-- Begin PROVIDED MATERIAL --
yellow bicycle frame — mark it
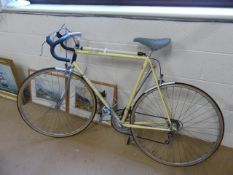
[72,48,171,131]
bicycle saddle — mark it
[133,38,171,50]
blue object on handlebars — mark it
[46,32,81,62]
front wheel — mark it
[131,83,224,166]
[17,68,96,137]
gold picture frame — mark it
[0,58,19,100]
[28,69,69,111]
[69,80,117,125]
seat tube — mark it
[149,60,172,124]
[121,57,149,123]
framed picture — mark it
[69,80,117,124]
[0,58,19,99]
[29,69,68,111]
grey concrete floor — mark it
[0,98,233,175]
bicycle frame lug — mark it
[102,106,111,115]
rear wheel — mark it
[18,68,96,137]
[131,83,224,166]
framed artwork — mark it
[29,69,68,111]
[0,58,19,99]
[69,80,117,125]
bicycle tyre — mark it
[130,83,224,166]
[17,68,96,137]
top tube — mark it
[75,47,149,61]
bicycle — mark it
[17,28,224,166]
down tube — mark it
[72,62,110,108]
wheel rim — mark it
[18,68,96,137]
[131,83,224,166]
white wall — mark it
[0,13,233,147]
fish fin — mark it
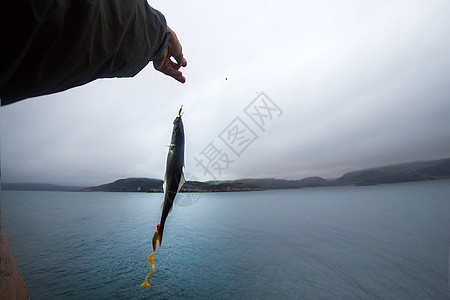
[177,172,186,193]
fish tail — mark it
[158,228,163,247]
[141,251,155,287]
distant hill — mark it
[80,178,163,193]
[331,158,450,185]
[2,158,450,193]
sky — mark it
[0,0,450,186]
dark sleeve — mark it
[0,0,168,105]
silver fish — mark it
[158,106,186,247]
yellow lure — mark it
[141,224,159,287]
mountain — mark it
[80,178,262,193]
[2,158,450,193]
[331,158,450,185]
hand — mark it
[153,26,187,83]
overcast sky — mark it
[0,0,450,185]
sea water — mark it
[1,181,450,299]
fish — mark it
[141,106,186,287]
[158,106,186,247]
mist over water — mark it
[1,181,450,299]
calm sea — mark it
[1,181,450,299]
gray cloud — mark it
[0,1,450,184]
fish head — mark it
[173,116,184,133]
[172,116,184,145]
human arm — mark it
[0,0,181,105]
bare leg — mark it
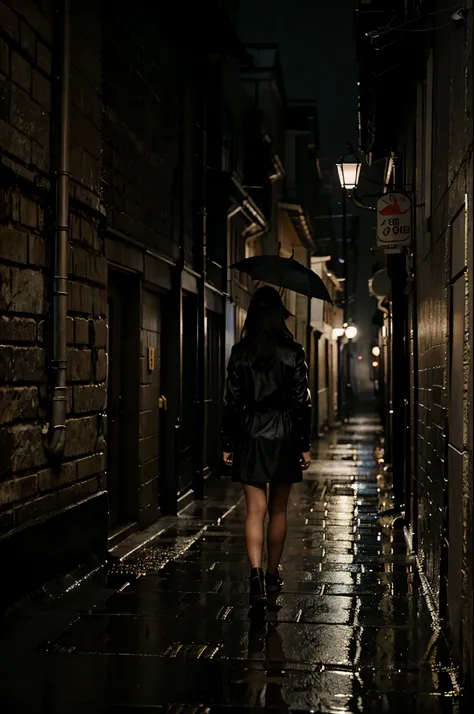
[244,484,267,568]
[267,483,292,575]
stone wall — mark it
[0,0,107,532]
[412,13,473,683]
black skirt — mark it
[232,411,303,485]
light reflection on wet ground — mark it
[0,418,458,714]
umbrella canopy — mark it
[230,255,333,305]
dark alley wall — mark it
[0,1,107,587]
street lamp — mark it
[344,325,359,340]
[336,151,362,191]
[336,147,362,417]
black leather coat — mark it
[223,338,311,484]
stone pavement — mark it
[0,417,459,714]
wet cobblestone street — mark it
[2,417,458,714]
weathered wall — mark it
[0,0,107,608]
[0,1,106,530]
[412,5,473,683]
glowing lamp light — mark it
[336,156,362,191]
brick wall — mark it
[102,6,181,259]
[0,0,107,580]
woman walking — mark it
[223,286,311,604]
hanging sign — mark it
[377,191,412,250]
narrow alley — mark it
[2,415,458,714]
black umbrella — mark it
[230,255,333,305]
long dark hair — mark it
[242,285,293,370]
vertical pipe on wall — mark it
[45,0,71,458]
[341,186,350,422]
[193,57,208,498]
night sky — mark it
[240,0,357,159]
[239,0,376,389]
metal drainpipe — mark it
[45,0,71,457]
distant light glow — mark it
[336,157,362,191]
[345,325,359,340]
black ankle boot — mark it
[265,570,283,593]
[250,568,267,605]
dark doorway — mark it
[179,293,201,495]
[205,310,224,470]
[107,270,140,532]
-- End PROVIDED MATERIAL --
* GOAL: Please copy all of the rows above word for word, leaving out the pictures.

* FULL RESPONSE:
yellow bicycle frame — mark it
[72,48,171,131]
bicycle saddle — mark it
[133,38,171,50]
blue object on handlebars — mark it
[46,32,81,62]
front wheel — mark it
[131,83,224,166]
[17,68,96,137]
gold picture frame — mark it
[0,58,19,100]
[28,69,69,111]
[69,80,117,125]
seat tube — mark it
[149,60,172,124]
[121,57,149,123]
framed picture — mark it
[69,80,117,124]
[0,58,19,99]
[29,69,68,111]
grey concrete floor — mark it
[0,98,233,175]
bicycle frame lug — mark it
[102,106,111,115]
rear wheel — mark it
[18,68,96,137]
[131,83,224,166]
framed artwork — mark it
[29,69,68,111]
[0,58,19,99]
[69,80,117,125]
bicycle tyre — mark it
[130,83,224,166]
[17,68,96,137]
top tube — mark it
[75,47,149,61]
bicycle — mark it
[17,28,224,166]
down tube — mark it
[72,62,110,108]
wheel rim — mark it
[18,68,96,137]
[131,83,224,166]
white wall — mark it
[0,13,233,147]
fish fin — mark it
[177,172,186,193]
fish tail — mark it
[158,228,163,247]
[141,251,155,287]
distant hill — mark it
[80,178,163,193]
[331,158,450,185]
[2,158,450,193]
sky — mark it
[0,0,450,186]
dark sleeve — mark it
[0,0,168,105]
silver fish — mark it
[158,106,186,247]
yellow lure — mark it
[141,224,159,287]
mountain — mark it
[80,178,262,193]
[2,158,450,193]
[331,158,450,185]
hand — mark it
[153,26,187,83]
overcast sky — mark it
[0,0,450,185]
sea water — mark it
[1,181,450,299]
fish — mark it
[141,106,186,287]
[158,106,186,247]
mist over water — mark it
[1,181,450,299]
calm sea — mark it
[1,181,450,299]
gray cloud — mark it
[0,1,450,184]
fish head — mark it
[173,116,184,133]
[172,116,184,145]
human arm — mark it
[0,0,181,105]
bare leg — mark it
[244,484,267,568]
[267,483,292,575]
stone wall — mark it
[0,0,107,532]
[412,13,473,683]
black skirt — mark it
[232,411,303,485]
light reflection on wet ground — mark it
[0,418,458,714]
umbrella canopy — mark it
[230,255,333,305]
dark alley wall — mark it
[0,1,107,587]
street lamp — mark it
[344,325,359,340]
[336,151,362,191]
[336,147,362,417]
black leather coat — mark it
[223,338,311,484]
stone pavement — mark it
[0,417,459,714]
wet cobblestone street — mark it
[2,417,458,714]
weathered wall — mark it
[0,0,107,608]
[0,1,106,530]
[412,5,473,683]
glowing lamp light — mark it
[336,156,362,191]
brick wall — mark it
[102,6,181,259]
[0,0,107,580]
woman walking — mark it
[223,286,311,604]
hanging sign — mark it
[377,191,412,250]
narrow alley — mark it
[2,415,458,714]
black umbrella — mark it
[230,255,333,305]
long dark hair — mark it
[242,285,293,370]
vertical pipe on wall — mark it
[45,0,71,458]
[341,186,350,422]
[193,57,208,498]
night sky — mark it
[240,0,357,159]
[239,0,376,389]
metal drainpipe — mark it
[45,0,71,457]
distant light glow — mark it
[336,157,362,191]
[345,325,359,340]
black ankle boot — mark it
[265,570,283,593]
[250,568,267,605]
dark doorway — mark it
[179,293,201,495]
[205,310,224,470]
[107,270,140,532]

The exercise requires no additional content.